== Belge Alıntısı ==

Kur’ân’ın küllî ve geniş olayları birer örnekte nazarlara sunduğunu, buradan hâdisenin benzerlerine intikal edilmesinin ve belli hisseler çıkarılmasının aklen daha kolay olacağını beyan eden Bedîüzzaman Hazretleri (ra), Kur’ân’ın kıssaları hisse alınması için zikrettiğini, bu kıssaların Kur’ân’ın maksatlarına münasip noktalarının seçilerek hayat ukdeleri hükmünde ana maksada bağlanması gerektiğini, hâdisenin detaylandırılması değil, hisse alınmasının önemli olduğunu vurgular.14 Ye’cüc ve Me’cüc ile sedd-i Zülkarneyn hadisesinin de, küllî efrâdı içerisinde bir ferdi teşkil ettiğini, meselâ Ye’cüc ve Me’cücün bozguncu ve şerîr sıfatlarıyla kıyâmete yakın yeniden çıkacağının ve dünyayı fesada boğacağının da sahih rivâyetlerde bildirildiğini haber verir.15

Sahih kaynaklarımızda Nevvâs b. Sem’ân’ın (ra) rivâyet ettiği oldukça uzun bir hadîs vardır. Bu hadiste Peygamber Efendimiz (asm) deccaldan bahseder. Deccalin fitnesinin dehşeti hakkında, “ben aranızda bulunmazken çıkacak olursa herkes kendi nefsinin müdâfii durumunda olacaktır.” buyurur. Sonra oldukça uzun ve müteşâbih bilgiler verir. Hazret-i Îsâ’nın (as) ineceğini haber verir. İnsanların şerlilerinden olan Ye’cüc ve Me’cücün kıyâmete yakın yeniden türeyeceğini ve dünyayı fesada vereceğini beyan eder. Bu hadiste Resûl-i Ekrem Efendimiz (asm),Ye’cüc ve Me’cücü “insanların şerlileri” sıfatıyla tanımlar.16

Bedîüzzaman Hazretleri (ra), bu hadîsin tefsîri sadedinde yaptığı îzâhâtta, meselâ çekirge gibi bir âfetin bir mevsimde pek çok bulunabileceğini, mevsim değiştikçe memleketi fesâda veren o yoğun kabilenin hakîkatının mahdud bazı fertlerde saklanacağını, zamanı geldikçe emr-i İlâhî ile yeniden o mahdut fertlerden gâyet çoklukla aynı fesadın başlayabileceğini; çünkü onların karakterleri ve yapıları değişmediğini, ancak inceldiğini, mevsimi gelince zuhur edebileceğini beyan eder. Bu örnekten hareketle; bir zaman dünyayı yaşanmaz hale getiren Ye’cüc ve Me’cüc taifesinin de mevsimi geldiği vakit, izn-i İlâhî ile dünyayı ve beşerin medeniyetini yeniden darmadağın edeceğini, dünyanın yeniden büyük bir şer ve fesat fırtınası yaşayacağını kaydeder.17 Allah bilir; bu şer ve fesat yoğunluğu öyle arsız ahlâksızlıkları netice verir ki, belki de kıyamet bu şerir yığının üzerine kopar.

== Sağlanan Veriler ==

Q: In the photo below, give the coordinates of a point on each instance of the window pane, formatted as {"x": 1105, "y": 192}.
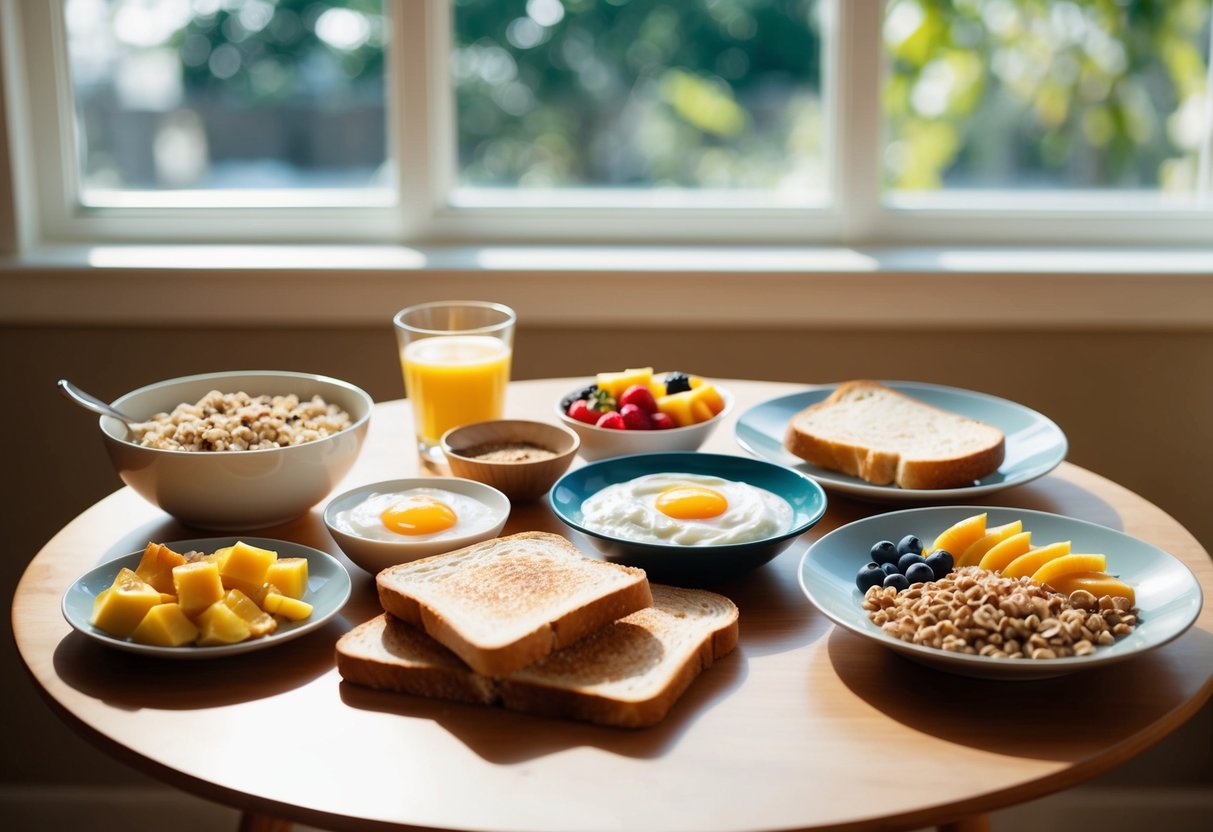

== Amaç ==
Ye’cüc ve Me’cüc hakkındaki metinde "Bedîüzzaman Hazretleri (ra), bu" ifadesinden "yığının üzerine kopar." ifadesine kadar olan bölümü, "çekirge" yerine "sivrisinek" koyarak düzenleyin ve yeniden yazın.

== Görevin Çıktısı ==
Bedîüzzaman Hazretleri (ra), bu hadîsin tefsîri sadedinde yaptığı îzâhâtta, meselâ sivrisinek gibi bir âfetin bir mevsimde pek çok bulunabileceğini, mevsim değiştikçe memleketi fesâda veren o yoğun kabilenin hakîkatının mahdud bazı fertlerde saklanacağını, zamanı geldikçe emr-i İlâhî ile yeniden o mahdut fertlerden gâyet çoklukla aynı fesadın başlayabileceğini; çünkü onların karakterleri ve yapıları değişmediğini, ancak inceldiğini, mevsimi gelince zuhur edebileceğini beyan eder. Bu örnekten hareketle; bir zaman dünyayı yaşanmaz hale getiren Ye’cüc ve Me’cüc taifesinin de mevsimi geldiği vakit, izn-i İlâhî ile dünyayı ve beşerin medeniyetini yeniden darmadağın edeceğini, dünyanın yeniden büyük bir şer ve fesat fırtınası yaşayacağını kaydeder.17 Allah bilir; bu şer ve fesat yoğunluğu öyle arsız ahlâksızlıkları netice verir ki, belki de kıyamet bu şerir yığının üzerine kopar.